(Source extract begins)

Anonymous ID: 691e94 Sept. 24, 2021, 5:58 a.m. No.14650181   🗄️.is 🔗kun

>>14650117

Accident or was it 'scientific'?

Twice? I don't fucking think so. Dr. gone rogue.

 

https://apnews.com/article/c89056409cf43ae18b6b85764ecafc68

Report: Results of Nazi Human Experiments Scientifically Worthless

DANIEL Q. HANEY May 17, 1990

 

BOSTON (AP) _ Some of the brutal Nazi medical experiments on concentration camp prisoners are so scientifically useless there’s no sense arguing about the ethics of their findings, a report today concludes.

 

Researchers and ethicists have been debating whether the results of German experiments conducted during World War II should be used by modern-day experts studying the effects of cold on the body.

 

At the Dachau concentration camp, Nazi doctors plunged prisoners into icy water, often for hours at a time, so they could test various methods of rewarming them.

 

Some experts have contended that regardless of their source, the data should still be used to help doctors treat hypothermia, or low body temperature. Others believe that no matter how valuable the information, it should be ignored because of the unacceptable methods used to obtain it.

(Source extract ends)
(Study material begins)

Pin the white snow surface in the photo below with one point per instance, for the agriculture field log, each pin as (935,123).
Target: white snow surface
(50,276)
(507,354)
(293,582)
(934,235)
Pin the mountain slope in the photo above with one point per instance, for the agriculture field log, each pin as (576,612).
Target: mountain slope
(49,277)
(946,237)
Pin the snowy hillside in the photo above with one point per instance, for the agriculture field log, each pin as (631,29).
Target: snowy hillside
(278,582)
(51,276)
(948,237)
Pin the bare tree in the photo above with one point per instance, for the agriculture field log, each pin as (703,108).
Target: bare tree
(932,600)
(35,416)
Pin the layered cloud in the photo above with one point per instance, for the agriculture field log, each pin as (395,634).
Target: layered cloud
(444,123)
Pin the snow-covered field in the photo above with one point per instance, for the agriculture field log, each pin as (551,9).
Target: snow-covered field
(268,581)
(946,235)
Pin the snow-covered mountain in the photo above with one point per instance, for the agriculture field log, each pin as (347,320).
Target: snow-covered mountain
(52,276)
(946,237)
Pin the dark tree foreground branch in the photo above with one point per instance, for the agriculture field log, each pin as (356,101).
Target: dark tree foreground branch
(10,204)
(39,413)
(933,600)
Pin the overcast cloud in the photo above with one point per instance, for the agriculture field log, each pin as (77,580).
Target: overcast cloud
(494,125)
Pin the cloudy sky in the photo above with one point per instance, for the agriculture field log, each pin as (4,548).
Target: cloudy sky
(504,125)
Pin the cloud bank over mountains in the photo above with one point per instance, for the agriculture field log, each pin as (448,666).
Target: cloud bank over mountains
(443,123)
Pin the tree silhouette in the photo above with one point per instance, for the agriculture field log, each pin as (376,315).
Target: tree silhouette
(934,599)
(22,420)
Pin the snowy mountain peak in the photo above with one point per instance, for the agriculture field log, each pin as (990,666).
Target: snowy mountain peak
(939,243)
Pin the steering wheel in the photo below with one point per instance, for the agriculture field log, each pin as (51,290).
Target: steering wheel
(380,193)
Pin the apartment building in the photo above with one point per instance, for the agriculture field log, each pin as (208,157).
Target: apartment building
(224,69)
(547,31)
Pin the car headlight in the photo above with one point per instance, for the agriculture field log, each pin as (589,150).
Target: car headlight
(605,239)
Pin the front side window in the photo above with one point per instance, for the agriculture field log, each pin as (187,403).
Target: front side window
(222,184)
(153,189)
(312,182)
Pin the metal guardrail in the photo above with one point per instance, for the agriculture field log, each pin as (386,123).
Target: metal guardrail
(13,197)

(Study material ends)

Exercise 1 -
In the Nazi experiments text, list every word of the headline beginning "Report:" that starts with a capital letter.
Exercise 2 -
Reproduce a passage from the Nazi experiments text word for word. Begin at the words "At the Dachau" and stop after "of rewarming them.".
The material was taken from a different source than the text.

Written answer 1 -
Report, Results, Nazi, Human, Experiments, Scientifically, Worthless

Written answer 2 -
At the Dachau concentration camp, Nazi doctors plunged prisoners into icy water, often for hours at a time, so they could test various methods of rewarming them.